Jumat, 06 Februari 2009

DKV

Renaisans Desain Komunikasi Visual



Perkembangan dahsyat industri desain komunikasi visual (DKV) dewasa ini, tak lepas dari peran dunia akademis. Kurikulum, sarana prasarana, kompetensi dan kapasitas dosen sebagai garda depan pembaruan DKV ikut menentukan keberadaannya.

Berdasar kenyataan tersebut, ada baiknya kita mulai memikirkan bagaimana mendekonstruksi mitos bahwa kurikulum pendidikan itu selalu ketinggalan jaman. Hal ini hanya bisa dilakukan manakala ada hubungan sinergis antara jagad industri, paraalumnus, paradosen, dan institusi pendidikan desain komunikasi visual.

Dalam catatan saya, pihak industri menginginkan lulusan desain komunikasi visual siap pakai dengan segala amunisi yang dimiliki. Baik skill drawing, pencarian dan pengungkapan ide gagasan, pengetahuan dan konsep desain, kepiawaian berkomunikasi, maupun penguasaan software dan hardware komputer. Di sisi lain, pihak industri tidak sanggup memikul tanggung jawab sebagai ‘’sekolah lanjutan’’ bagi lulusan perguruan tinggi yang akan memasuki dunia industri komunikasi visual.

_ _ _

| PETUNJUK KERJA |
(A) Jawablah pertanyaan tentang teks bacaan di atas ini dengan menandai setiap jawaban seperti pertanyaannya.
(i) Siapa yang disebut sebagai garda depan pembaruan DKV?
(ii) Mitos apa yang menurut teks bacaan perlu mulai didekonstruksi?
(iii) Tanggung jawab apa yang tidak sanggup dipikul pihak industri?
(B) Pilih lalu salin setiap baris rekaman yang memuat kata "Target".
Rekaman di bawah ini sama sekali tidak berkaitan dengan teks bacaan.

_ _ _

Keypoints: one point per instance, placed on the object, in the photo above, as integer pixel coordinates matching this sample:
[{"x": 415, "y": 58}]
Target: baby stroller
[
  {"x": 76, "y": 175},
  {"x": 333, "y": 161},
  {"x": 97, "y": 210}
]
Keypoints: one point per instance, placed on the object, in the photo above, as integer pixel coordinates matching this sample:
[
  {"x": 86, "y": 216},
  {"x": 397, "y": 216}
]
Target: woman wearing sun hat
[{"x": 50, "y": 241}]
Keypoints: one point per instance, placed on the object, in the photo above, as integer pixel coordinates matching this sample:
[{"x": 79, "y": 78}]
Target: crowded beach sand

_ _ _

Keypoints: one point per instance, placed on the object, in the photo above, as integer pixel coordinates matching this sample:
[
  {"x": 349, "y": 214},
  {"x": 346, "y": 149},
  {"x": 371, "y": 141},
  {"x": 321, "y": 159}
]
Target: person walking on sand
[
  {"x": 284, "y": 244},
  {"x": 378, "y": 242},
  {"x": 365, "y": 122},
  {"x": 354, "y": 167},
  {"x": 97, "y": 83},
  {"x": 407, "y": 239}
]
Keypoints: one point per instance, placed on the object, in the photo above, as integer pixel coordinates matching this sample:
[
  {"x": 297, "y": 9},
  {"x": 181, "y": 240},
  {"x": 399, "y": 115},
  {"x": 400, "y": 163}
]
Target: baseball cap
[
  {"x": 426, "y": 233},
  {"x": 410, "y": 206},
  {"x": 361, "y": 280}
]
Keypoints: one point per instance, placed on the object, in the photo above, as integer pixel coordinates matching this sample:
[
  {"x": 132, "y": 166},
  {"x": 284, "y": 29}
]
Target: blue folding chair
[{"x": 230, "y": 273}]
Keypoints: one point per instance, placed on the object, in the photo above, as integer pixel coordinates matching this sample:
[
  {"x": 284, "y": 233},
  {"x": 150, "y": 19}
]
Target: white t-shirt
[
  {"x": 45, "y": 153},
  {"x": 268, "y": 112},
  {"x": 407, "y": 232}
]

_ _ _

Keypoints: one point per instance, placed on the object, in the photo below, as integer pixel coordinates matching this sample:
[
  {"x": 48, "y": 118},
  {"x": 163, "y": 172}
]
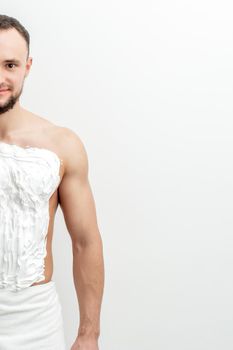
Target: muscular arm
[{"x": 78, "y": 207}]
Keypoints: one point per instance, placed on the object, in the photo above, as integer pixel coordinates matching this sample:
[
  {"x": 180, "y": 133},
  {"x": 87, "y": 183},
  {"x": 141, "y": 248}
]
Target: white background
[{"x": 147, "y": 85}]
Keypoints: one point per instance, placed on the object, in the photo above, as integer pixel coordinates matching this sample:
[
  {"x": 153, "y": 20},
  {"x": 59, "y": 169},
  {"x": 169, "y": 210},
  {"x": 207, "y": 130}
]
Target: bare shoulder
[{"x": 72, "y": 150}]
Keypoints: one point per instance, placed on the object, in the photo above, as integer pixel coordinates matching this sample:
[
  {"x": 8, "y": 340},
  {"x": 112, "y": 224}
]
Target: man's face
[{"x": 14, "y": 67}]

_ _ _

| JAWABAN TUGAS |
(A)
(i) Dosen.
(ii) Mitos bahwa kurikulum pendidikan itu selalu ketinggalan jaman.
(iii) Tanggung jawab sebagai "sekolah lanjutan" bagi lulusan perguruan tinggi yang akan memasuki dunia industri komunikasi visual.

(B)
Target: baby stroller
Target: woman wearing sun hat
Target: crowded beach sand
Target: person walking on sand
Target: baseball cap
Target: blue folding chair
Target: white t-shirt
Target: muscular arm
Target: white background
Target: bare shoulder
Target: man's face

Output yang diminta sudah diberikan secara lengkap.